**About this exercise**
Copy every entry exactly as it reads and exclude whatever pictures appear.

■ ■ ■ ■ ■

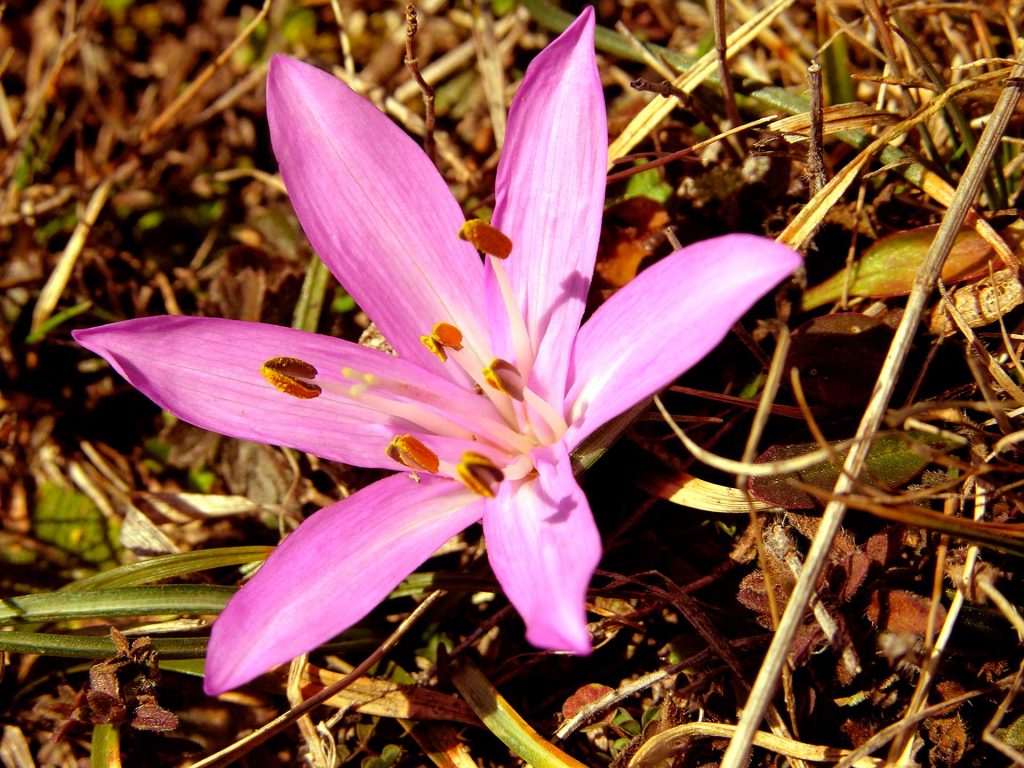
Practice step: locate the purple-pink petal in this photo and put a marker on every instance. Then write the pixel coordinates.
(544, 547)
(375, 209)
(335, 568)
(206, 371)
(664, 322)
(550, 195)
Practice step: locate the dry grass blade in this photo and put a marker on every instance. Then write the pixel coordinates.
(244, 745)
(167, 116)
(670, 742)
(768, 676)
(641, 126)
(57, 281)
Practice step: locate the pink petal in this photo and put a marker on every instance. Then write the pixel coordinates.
(207, 372)
(550, 194)
(665, 322)
(332, 571)
(544, 546)
(375, 209)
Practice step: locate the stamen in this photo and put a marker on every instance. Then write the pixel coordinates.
(467, 417)
(521, 344)
(443, 335)
(547, 412)
(411, 453)
(485, 238)
(287, 375)
(505, 377)
(479, 474)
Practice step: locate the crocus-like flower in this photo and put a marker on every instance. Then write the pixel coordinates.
(494, 381)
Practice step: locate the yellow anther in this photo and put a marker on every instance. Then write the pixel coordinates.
(287, 375)
(413, 454)
(446, 335)
(479, 474)
(485, 238)
(443, 335)
(505, 377)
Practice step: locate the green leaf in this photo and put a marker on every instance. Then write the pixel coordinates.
(78, 646)
(70, 520)
(648, 184)
(56, 321)
(169, 566)
(888, 267)
(893, 460)
(505, 722)
(123, 601)
(105, 748)
(310, 303)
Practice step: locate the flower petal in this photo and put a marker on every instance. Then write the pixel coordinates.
(550, 195)
(665, 321)
(375, 209)
(207, 372)
(544, 546)
(333, 570)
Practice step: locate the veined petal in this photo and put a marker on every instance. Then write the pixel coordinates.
(206, 371)
(550, 195)
(333, 570)
(375, 209)
(544, 546)
(665, 321)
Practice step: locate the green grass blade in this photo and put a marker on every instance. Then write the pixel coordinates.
(169, 566)
(124, 601)
(78, 646)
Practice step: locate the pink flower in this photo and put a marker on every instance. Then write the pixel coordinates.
(495, 381)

■ ■ ■ ■ ■

**Completed exercise**
Practice step: locate the purple-pink petal in this photo and put a marker on every instance. Then write the pixel coordinates.
(544, 547)
(375, 209)
(335, 568)
(206, 371)
(664, 322)
(550, 195)
Practice step: locate the dry grass blade in this photo and put a marker on every instance. Then write the pixel coordinates.
(244, 745)
(167, 116)
(670, 742)
(768, 676)
(641, 126)
(57, 281)
Practice step: locate the pink petal in this photo and put a marker on every instance. Then write the pixel coordinates.
(207, 372)
(550, 194)
(665, 322)
(332, 571)
(544, 546)
(375, 209)
Practice step: locate the stamen in this photo and put a marker on every instance. Then write the pixel coordinates.
(467, 417)
(521, 344)
(443, 335)
(547, 412)
(411, 453)
(485, 238)
(287, 375)
(505, 377)
(479, 474)
Practice step: locate the crocus-like flower in this photo and put a marker on every instance. Then write the pixel coordinates.
(494, 381)
Practice step: locate the yellow anther in this photo and put a marker on every instance. Then write the pixel coordinates.
(287, 375)
(413, 454)
(446, 335)
(479, 474)
(485, 238)
(443, 335)
(505, 377)
Practice step: locate the green leaf in this photo and put a marker on every instance. Then write the pixel coordinates.
(78, 646)
(70, 520)
(648, 184)
(56, 321)
(169, 566)
(888, 267)
(893, 460)
(505, 722)
(123, 601)
(105, 748)
(310, 303)
Practice step: locate the flower petal in this photo and put a marker on every instance. Then write the pixel coordinates.
(550, 195)
(665, 321)
(375, 209)
(207, 372)
(544, 546)
(333, 570)
Practice step: locate the veined petal in this photo and put a marker on every instance. Then write the pixel coordinates.
(206, 371)
(550, 195)
(333, 570)
(375, 209)
(544, 546)
(665, 321)
Practice step: locate the green grass blade in this photo and put a marker on every instance. Then write the pixel coordinates.
(169, 566)
(124, 601)
(78, 646)
Practice step: locate the pink flower in this photo and put a marker on every instance. Then write the pixel coordinates.
(495, 381)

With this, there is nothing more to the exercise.